Look for "Target: air conditioning unit" in the records below, then copy that line and every line after it, exactly and with nothing added.
==============================
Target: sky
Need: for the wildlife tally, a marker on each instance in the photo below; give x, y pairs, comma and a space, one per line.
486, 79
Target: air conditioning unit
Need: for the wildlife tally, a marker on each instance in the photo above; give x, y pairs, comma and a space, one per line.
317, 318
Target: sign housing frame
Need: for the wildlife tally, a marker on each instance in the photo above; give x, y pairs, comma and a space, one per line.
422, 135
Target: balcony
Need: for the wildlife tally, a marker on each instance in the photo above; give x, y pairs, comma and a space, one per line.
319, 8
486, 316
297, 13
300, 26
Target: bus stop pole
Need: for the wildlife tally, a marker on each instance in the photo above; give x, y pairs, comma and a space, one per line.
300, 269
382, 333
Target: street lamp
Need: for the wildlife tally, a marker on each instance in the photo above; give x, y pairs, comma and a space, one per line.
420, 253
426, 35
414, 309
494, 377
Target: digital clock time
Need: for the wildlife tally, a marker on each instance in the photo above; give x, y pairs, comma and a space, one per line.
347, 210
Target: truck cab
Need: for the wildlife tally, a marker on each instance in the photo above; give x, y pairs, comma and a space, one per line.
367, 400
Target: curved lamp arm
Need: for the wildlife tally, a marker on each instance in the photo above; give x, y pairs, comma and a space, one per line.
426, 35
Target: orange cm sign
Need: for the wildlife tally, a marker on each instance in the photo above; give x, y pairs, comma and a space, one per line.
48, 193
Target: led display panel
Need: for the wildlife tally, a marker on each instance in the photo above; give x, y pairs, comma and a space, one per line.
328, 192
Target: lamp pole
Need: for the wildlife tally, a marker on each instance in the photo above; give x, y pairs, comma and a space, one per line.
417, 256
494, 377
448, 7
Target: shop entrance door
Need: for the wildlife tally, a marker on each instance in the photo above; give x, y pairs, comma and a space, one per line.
==============================
* **PROBLEM SOLUTION**
Target: air conditioning unit
Need: for the wildlife tally, a marker on each instance in the photo above; give x, y pairs, comma and a space, one per line.
317, 318
Target: sign housing frame
Need: for the wildlife tally, a marker on each instance in the photo above; give x, y pairs, comma and a space, one per line.
422, 135
Target: balcony
Need: for the wildlife tally, a marker on each instance in the photo above; give x, y pairs, comma and a space, one per line.
319, 8
486, 316
297, 13
300, 26
Target: bus stop pole
Need: for the wildlife tally, a marker on each instance in the photo above; give x, y pairs, comma and a space, one per line.
300, 269
382, 333
Target: street lamp
Need: for the wildlife tally, a marker on each instance in the photo above; give x, y pairs, comma and a space, one per line.
420, 253
426, 35
414, 309
494, 377
Target: digital clock time
Need: for the wildlife tally, a marker on each instance in the photo above; give x, y pairs, comma and a space, one per line.
347, 210
Target: truck cab
Need: for the wildlife tally, a marker on each instance in the photo above; give x, y pairs, comma and a space, one per line.
367, 400
Target: curved lamp arm
Need: for the wildlife tally, a marker on each instance in the photo above; give x, y pairs, comma and a space, one per line.
426, 35
Target: orange cm sign
Need: for the wildlife tally, a marker on each instance in the photo above; give x, y pairs, comma and a space, one per line.
48, 193
Target: led display panel
Need: for the wildlife tally, a marker on each instance in the photo above; give x, y pairs, comma and a space, one per line.
328, 192
Target: lamp pole
Need: for the wildlife tally, a marker on each instance in the photo above; give x, y pairs, comma and a space, one per line.
417, 256
494, 377
448, 7
Target: shop entrance door
Need: for the wildlife tally, a marker on each instance in the photo above; give x, y pairs, comma and a space, one per line.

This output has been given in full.